Vous êtes très directe et peu adepte du politiquement correct. Vous venez de parler de pauvreté en précisant que vous vouliez parler de “pauvreté relationnelle” et que des enfants pouvaient être délaissés par des parents aisés accaparés professionnellement. Mais ces enfants là, au-delà de la souffrance psychique, de l’insécurité affective (certainement réelle), courent-ils réellement le risque d’une “perte de chance”, d’un handicap cognitif? Même si les négligences et la maltraitance peuvent se retrouver dans tous les milieux, la grande précarité et ses co-morbidités ou facteurs associés (vous en avez évoqué certains, les troubles psychiques, les addictions, la déficience intellectuelle) ne constituent-ils pas un terrain très propice?

N.S. Ma position ne peut pas s’appuyer sur mes recherches parce que les enfants qui relèvent de la protection de l’enfance, en tout cas les enfants placés – je ne crois même pas qu’on ait réellement de travaux sur les enfants suivis chez eux – sont majoritairement issus de milieu défavorisé. Je ne peux donc faire que des hypothèses sur les raisons de ce “recrutement” socialement marqué. C’est une question importante parce que l’association entre placement et pauvreté est directement à l’origine de l’intention de “déstigmatisation” affichée en 2007. Les associations qui luttent pour une meilleure considération des personnes en situation de pauvreté ont été très engagées dans la réforme de la loi, à travers un discours sur les “placements abusifs” qui a marqué les consciences, bien que l’Igas ait montré que les motifs de placement tenaient à autre chose que la situation de pauvreté.

Là où mes travaux me donnent maintenant suffisamment de certitudes, que ce soit par le biais des recherches sur dossiers ou d’interview d’enfants et de jeunes, c’est que les enfants placés sont en très grande majorité des enfants maltraités. Alors pourquoi sont-ils plutôt d’origine modeste? Dans la mesure où la parentalité se construit comme tous les rôles sociaux, à la croisée de ressources et de contraintes, et dans la mesure où l’on sait que plus on appartient aux milieux défavorisés, moins on a de ressources et moins on a de marge de manoeuvre par rapport aux contraintes, il devient logiquement plus difficile d’être parent en milieu défavorisé. Pour autant, entre aussi en ligne de compte l’histoire d’attachement des parents, qui peut constituer un facteur de risque ou de protection qui doit amener à nuancer sérieusement l’effet de l’appartenance sociale sur la parentalité. On peut en tout cas faire l’hypothèse que les parents de milieu défavorisé sont plus exposés à des stresseurs de tous ordres, ce qui est susceptible d’aggraver les défaillances de ceux qui ont déjà des fragilités parentales. On sait en outre que les personnes plus démunies étant plus dépendantes des services sociaux, elles se trouvent aussi à portée de regard et susceptibles d’être repérées. S’agissant des parents socialement plus nantis qui ont des fragilités, on peut faire l’hypothèse qu’ils peuvent compter sur davantage de ressources (financières, en termes d’entourage, d’accès à de l’information clé, etc) pour à la fois s’émanciper des contraintes, faire face à leurs défaillances, mais aussi, au besoin, affronter les services sociaux: la réputation d’irréprochabilité liée à l’appartenance sociale, ça nourrit le sentiment de sa propre légitimité, ce qui compte dans les rapports sociaux, certainement autant que le fait de pouvoir payer un bon avocat!

_ _ _ _

• **À faire**
• A. Dans l'entretien sur la protection de l'enfance, recopiez le passage qui s'ouvre sur « Vous êtes très » et se ferme sur « terrain très propice? », en remplaçant « parents aisés » par « parents fortunés ».
• B. Prolongez l'entretien sur la protection de l'enfance à partir du point où il s'arrête.

• **Extrait des données**
_ _ _ _

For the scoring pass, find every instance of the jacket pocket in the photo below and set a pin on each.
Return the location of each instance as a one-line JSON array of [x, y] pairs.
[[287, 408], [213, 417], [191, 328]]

_ _ _ _

• **Résultats par tâche**
• A.
Vous êtes très directe et peu adepte du politiquement correct. Vous venez de parler de pauvreté en précisant que vous vouliez parler de “pauvreté relationnelle” et que des enfants pouvaient être délaissés par des parents fortunés accaparés professionnellement. Mais ces enfants là, au-delà de la souffrance psychique, de l’insécurité affective (certainement réelle), courent-ils réellement le risque d’une “perte de chance”, d’un handicap cognitif? Même si les négligences et la maltraitance peuvent se retrouver dans tous les milieux, la grande précarité et ses co-morbidités ou facteurs associés (vous en avez évoqué certains, les troubles psychiques, les addictions, la déficience intellectuelle) ne constituent-ils pas un terrain très propice?

• B.
Le dernier aspect marqué par l’appartenance sociale, c’est que l’on sait maintenant à l’appui de nombreux travaux que les différents milieux sociaux n’ont pas le même rapport à la parole. Les milieux moyens et supérieurs sont davantage engagés dans des rapports d’interlocution, et précocement, c’est d’ailleurs ce qui fait la différence dans la richesse de vocabulaire qui marque les inégalités à l’entrée en maternelle. Or parler, c’est pouvoir penser, soi, l’autre et le monde, c’est pour utiliser un mot un peu savant, un des socles de sa propre subjectivation. On peut donc faire l’hypothèse que l’exposition à la maltraitance, qui consiste en une attaque faite à l’intégrité de la personne, à la capacité de se penser elle-même et de penser le sens des choses, a d’autant plus de répercussions tangibles sur la construction d’enfants qui ont socialement moins de ressources en parole et en pensée. Ce sont des hypothèses qui donnent des pistes pour essayer de comprendre ce qu’on constate… et qui renforcent de mon point de vue la légitimité d’aller dans les familles où il y a des inquiétudes pour un enfant, ne serait-ce que pour en parler… mais en parler vraiment! Selon les slogans des années 90, en parler c’est déjà agir, parce que la parole est une vraie ressource de mise en lien, au sein de la famille, de la famille avec l’extérieur, mais aussi de chacun avec lui-même! Donc avoir une parole vraie, sur ce qui ne va pas ET sur ce qui va! Et sur ce qu’on peut faire ensemble. L’éducation, c’est complexe pour tout le monde, et, on peut tous le reconnaître, c’est encore plus complexe lorsqu’on est soi-même en difficulté.

La violence conjugale est presque omniprésente dans les cas analysés. Que doit-on en conclure ? Que la violence au sein du couple est par ricochet une maltraitance faite à l’enfant aussi (impact psychologique, moindre sensibilité maternelle)? Et, ou, qu’un conjoint violent est en général aussi un père violent (et qu’il faut donc en finir avec l’idée que « ce n’est pas parce que c’est un mari violent que c’est un mauvais père)?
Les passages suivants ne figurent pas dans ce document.